━━━ Records to use ━━━

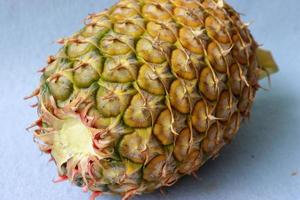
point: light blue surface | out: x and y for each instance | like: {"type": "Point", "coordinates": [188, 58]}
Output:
{"type": "Point", "coordinates": [257, 166]}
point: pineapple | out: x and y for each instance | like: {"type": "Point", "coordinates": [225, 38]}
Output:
{"type": "Point", "coordinates": [146, 93]}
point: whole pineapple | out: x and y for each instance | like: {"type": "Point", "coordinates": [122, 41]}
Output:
{"type": "Point", "coordinates": [145, 93]}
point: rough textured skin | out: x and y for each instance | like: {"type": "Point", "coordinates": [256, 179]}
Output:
{"type": "Point", "coordinates": [153, 87]}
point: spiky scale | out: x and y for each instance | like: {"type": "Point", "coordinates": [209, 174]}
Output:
{"type": "Point", "coordinates": [152, 88]}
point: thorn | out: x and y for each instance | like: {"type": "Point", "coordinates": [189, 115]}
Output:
{"type": "Point", "coordinates": [60, 179]}
{"type": "Point", "coordinates": [35, 93]}
{"type": "Point", "coordinates": [51, 59]}
{"type": "Point", "coordinates": [61, 41]}
{"type": "Point", "coordinates": [162, 192]}
{"type": "Point", "coordinates": [220, 3]}
{"type": "Point", "coordinates": [51, 159]}
{"type": "Point", "coordinates": [36, 123]}
{"type": "Point", "coordinates": [195, 175]}
{"type": "Point", "coordinates": [85, 188]}
{"type": "Point", "coordinates": [42, 70]}
{"type": "Point", "coordinates": [95, 195]}
{"type": "Point", "coordinates": [34, 105]}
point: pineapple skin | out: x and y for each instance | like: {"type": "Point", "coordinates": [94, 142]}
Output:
{"type": "Point", "coordinates": [146, 93]}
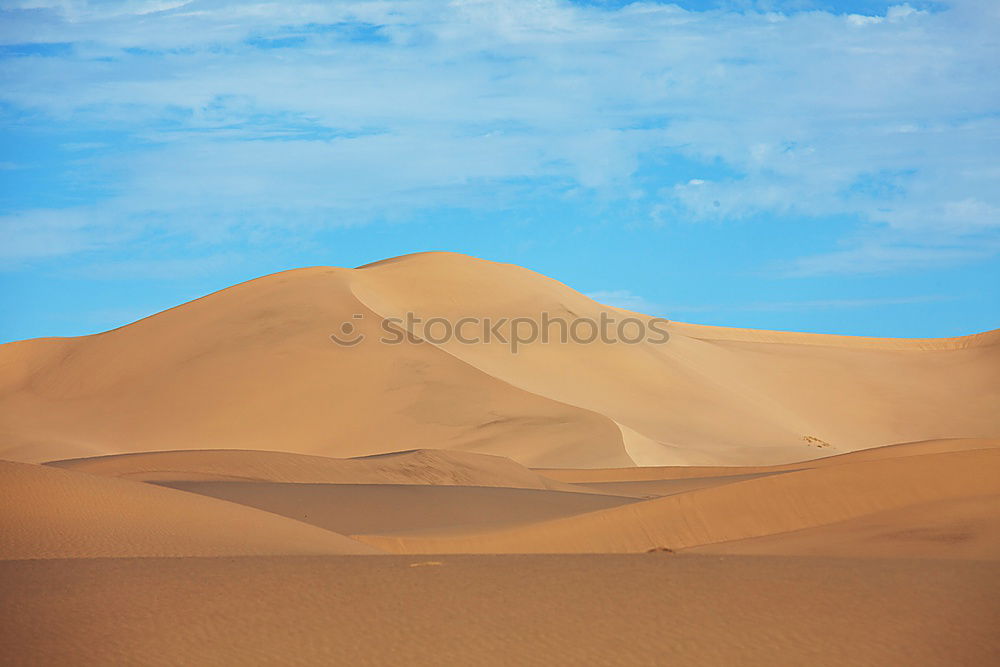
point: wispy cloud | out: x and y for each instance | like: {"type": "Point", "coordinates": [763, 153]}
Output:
{"type": "Point", "coordinates": [624, 299]}
{"type": "Point", "coordinates": [814, 304]}
{"type": "Point", "coordinates": [237, 114]}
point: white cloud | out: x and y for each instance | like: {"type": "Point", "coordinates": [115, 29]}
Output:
{"type": "Point", "coordinates": [624, 299]}
{"type": "Point", "coordinates": [455, 102]}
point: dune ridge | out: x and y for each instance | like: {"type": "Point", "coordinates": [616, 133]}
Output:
{"type": "Point", "coordinates": [253, 367]}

━━━

= Work item =
Go through the listing above and find each line containing the string "skin"; copy those lines.

= Solved problem =
point: rough textured skin | out: x and y for each instance | like: {"type": "Point", "coordinates": [256, 179]}
point: pineapple skin | out: x and y for each instance | like: {"type": "Point", "coordinates": [94, 142]}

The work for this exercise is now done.